-- Start Extracted records --

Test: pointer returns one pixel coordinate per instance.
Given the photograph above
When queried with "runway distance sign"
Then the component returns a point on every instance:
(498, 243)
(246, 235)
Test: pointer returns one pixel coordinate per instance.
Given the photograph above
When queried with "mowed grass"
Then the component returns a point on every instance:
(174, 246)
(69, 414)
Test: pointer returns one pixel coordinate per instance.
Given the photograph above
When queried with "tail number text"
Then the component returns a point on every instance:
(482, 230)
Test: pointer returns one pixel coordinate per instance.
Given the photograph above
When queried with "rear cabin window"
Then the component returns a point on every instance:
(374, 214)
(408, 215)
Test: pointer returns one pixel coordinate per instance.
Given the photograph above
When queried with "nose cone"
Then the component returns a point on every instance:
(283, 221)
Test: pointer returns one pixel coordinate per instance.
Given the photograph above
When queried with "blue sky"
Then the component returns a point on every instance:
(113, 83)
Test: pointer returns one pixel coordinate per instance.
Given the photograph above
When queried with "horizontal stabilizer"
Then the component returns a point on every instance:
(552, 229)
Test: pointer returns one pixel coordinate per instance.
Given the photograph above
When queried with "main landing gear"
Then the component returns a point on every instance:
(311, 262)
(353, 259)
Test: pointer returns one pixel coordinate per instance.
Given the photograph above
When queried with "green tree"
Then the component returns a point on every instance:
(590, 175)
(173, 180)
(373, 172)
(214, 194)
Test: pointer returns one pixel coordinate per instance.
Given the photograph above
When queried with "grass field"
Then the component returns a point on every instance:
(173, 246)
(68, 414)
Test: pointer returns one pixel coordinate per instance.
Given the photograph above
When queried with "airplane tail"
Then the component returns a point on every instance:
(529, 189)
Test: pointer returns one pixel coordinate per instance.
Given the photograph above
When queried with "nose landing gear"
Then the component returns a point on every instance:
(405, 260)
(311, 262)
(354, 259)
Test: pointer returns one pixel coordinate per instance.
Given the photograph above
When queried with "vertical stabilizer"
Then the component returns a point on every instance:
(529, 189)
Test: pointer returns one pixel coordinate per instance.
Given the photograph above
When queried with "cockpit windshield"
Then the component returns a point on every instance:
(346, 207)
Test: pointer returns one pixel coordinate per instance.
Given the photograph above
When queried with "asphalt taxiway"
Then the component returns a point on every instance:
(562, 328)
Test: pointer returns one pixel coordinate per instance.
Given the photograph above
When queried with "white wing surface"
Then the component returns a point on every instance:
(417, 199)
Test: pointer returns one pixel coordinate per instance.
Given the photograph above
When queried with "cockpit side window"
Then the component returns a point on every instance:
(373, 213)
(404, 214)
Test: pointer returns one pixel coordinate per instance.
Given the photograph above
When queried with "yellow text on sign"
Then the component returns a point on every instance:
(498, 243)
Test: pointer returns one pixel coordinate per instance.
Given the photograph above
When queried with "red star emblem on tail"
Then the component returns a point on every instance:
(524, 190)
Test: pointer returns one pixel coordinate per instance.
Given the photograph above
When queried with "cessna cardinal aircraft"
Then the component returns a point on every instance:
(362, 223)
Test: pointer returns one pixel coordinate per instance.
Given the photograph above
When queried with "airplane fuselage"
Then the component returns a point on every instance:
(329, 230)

-- End Extracted records --

Which lines in the items above contain the word "window"? Report each of them in full, and treat case as significant.

Written answer:
When queried with "rear cabin window"
When queried with "cockpit side window"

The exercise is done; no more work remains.